━━ Artículo ━━

Este ejemplo está basado en las ideas presentadas en [*Long-term Recurrent Convolutional Networks for Visual Recognition and Description*](https://arxiv.org/abs/1411.4389) de 2016 por Donahue et al. 

## 1 Preparación

### 1.1 Bibliotecas

In [1]:
# Colab
# https://github.com/TylerYep/torch-summary
!pip install torch-summary
# https://zarr.readthedocs.io/en/stable/
!pip install zarr



In [2]:
# funciones aleatorias
import random
# sistema de archivos
import os
# sistema de archivos
from os.path import join

# arreglos multidimensionales
import numpy as np
# redes neuronales
import torch
import torch.nn as nn
import torch.nn.functional as F
import torch.optim as optim
import torchvision.datasets.utils as tvu
# almacenamiento de arreglos multidimensionales
import zarr
#redes
from torch.utils.data import DataLoader, random_split
# inspección de arquitectura
from torchsummary import summary

# directorio de datos
DATA_DIR = '../data'

# tamaño del lote
BATCH_SIZE = 32
# tamaño del vector de características
FEAT_SIZE = 1024

# reproducibilidad
SEED = 0
random.seed(SEED)
np.random.seed(SEED)
torch_gen = torch.manual_seed(SEED)

## 2 Datos

### 2.1 Conjunto de datos

In [3]:
# class UCF11:

#     def __init__(self, root, download=False):
#         self.root = root
#         self.zarr_dir = join(root, 'ucf11.zarr')
#         if download:
#             self.download()
#         self.z = zarr.open(self.zarr_dir, 'r')
#         self.paths = list(self.z.array_keys())
        
#     def __getitem__(self, i):
#         arr = self.z[self.paths[i]]
#         x = np.array(arr)
#         y = np.array(arr.attrs['y'], dtype=np.int64)
#         return x, y

#     def __len__(self):
#         return len(self.paths)
    
#     def _check_integrity(self):
#         return os.path.isdir(self.zarr_dir)

#     def download(self):
#         if self._check_integrity():
#             print('Files already downloaded and verified')

━━━
━━ Datos extraídos ━━

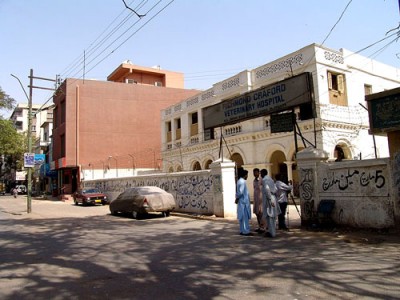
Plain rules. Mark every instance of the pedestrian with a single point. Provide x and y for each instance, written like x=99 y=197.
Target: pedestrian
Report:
x=257 y=200
x=282 y=192
x=243 y=203
x=270 y=207
x=15 y=192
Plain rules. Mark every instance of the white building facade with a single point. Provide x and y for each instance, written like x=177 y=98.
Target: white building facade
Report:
x=340 y=81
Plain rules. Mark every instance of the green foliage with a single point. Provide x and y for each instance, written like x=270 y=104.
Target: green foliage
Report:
x=6 y=102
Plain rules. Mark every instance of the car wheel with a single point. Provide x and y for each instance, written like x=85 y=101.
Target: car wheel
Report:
x=136 y=215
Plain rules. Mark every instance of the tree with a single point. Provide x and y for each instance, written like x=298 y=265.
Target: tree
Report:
x=12 y=147
x=6 y=102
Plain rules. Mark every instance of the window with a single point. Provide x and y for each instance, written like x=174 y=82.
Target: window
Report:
x=337 y=89
x=62 y=144
x=178 y=123
x=367 y=89
x=178 y=129
x=63 y=112
x=194 y=127
x=336 y=82
x=194 y=118
x=169 y=129
x=131 y=81
x=55 y=119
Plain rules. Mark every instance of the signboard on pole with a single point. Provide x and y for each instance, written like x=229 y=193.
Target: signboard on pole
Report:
x=29 y=160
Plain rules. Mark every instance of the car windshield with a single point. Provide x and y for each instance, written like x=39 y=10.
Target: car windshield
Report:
x=91 y=191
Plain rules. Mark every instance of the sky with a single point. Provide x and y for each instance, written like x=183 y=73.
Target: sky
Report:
x=207 y=40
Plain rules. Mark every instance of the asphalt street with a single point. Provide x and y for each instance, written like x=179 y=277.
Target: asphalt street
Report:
x=63 y=251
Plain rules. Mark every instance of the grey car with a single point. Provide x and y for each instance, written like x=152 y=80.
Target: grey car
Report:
x=139 y=201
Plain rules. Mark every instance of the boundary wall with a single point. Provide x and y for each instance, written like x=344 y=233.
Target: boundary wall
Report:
x=366 y=192
x=206 y=192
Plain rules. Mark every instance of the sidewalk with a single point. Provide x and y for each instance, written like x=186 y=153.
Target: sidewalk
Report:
x=18 y=209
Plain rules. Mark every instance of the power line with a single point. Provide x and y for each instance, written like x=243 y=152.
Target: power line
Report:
x=337 y=22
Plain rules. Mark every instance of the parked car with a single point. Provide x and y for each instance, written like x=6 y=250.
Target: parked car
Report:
x=139 y=201
x=2 y=188
x=90 y=196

━━━

> _Objetivo del ejercicio_
Prosigue el artículo sobre redes convolucionales recurrentes de largo plazo a partir de su última línea.

> _Resultado esperado_
#             return
#         tvu.download_and_extract_archive(
#             url='https://cloud.xibalba.com.mx/s/QwapfBYpYNmNbPP/download',
#             download_root=self.root,
#             filename='ucf11.zarr.tar.gz',
#             md5='c8a82454f9ec092d00bcd99c849e03fd'
#         )


class UCF11:

    def __init__(self, root, download=False):
        self.root = root
        self.zarr_dir = join(root, 'ucf11.zarr')
        if download:
            self.download()
        self.z = zarr.open(self.zarr_dir, 'r')
        self.paths = list(self.z.array_keys())
        
    def __getitem__(self, i):
        arr = self.z[self.paths[i]]
        x = np.array(arr)
        y = np.array(arr.attrs['y'], dtype=np.int64)
        return x, y

    def __len__(self):
        return len(self.paths)
    
    def _check_integrity(self):
        return os.path.isdir(self.zarr_dir)

    def download(self):
        if self._check_integrity():
            print('Files already downloaded and verified')
            return
        # https://drive.google.com/file/d/1bGT75HQjGDtUX462wCrsFKXvZQ7_auon/view
        tvu.download_file_from_google_drive(
            '1bGT75HQjGDtUX462wCrsFKXvZQ7_auon',
            self.root,
            filename='ucf11.zarr.tar.gz',
            md5='c8a82454f9ec092d00bcd99c849e03fd')
        tvu.extract_archive(
            join(self.root, 'ucf11.zarr.tar.gz'),
            self.root)

### 2.2 Instancia del conjunto y partición

In [4]:
ds = UCF11(join(DATA_DIR, 'ucf11'), True)
x, y = ds[0]
print(f'x shape={x.shape} dtype={x.dtype}')
print(f'x [0][:5]={x[0][:5]}')
print(f'y shape={y.shape} dtype={y.dtype} {y}')
print(f'y {y}')

Files already downloaded and verified
x shape=(10, 1024) dtype=float32
x [0][:5]=[0.00022111 0.00368518 0.00314753 0.00201778 0.09296297]
y shape=() dtype=int64 0
y 0


In [5]:
trn_size = int(0.8 * len(ds))
tst_size = len(ds) - trn_size
trn_ds, tst_ds = random_split(ds, [trn_size, tst_size])
len(trn_ds), len(tst_ds)

(1279, 320)

### 2.3 Cargadores de datos

In [6]:
trn_dl = DataLoader(
    # conjunto
    trn_ds,
    # tamaño del lote
    batch_size=BATCH_SIZE,
    # desordenar
    shuffle=True,
    # procesos paralelos
    num_workers=0
)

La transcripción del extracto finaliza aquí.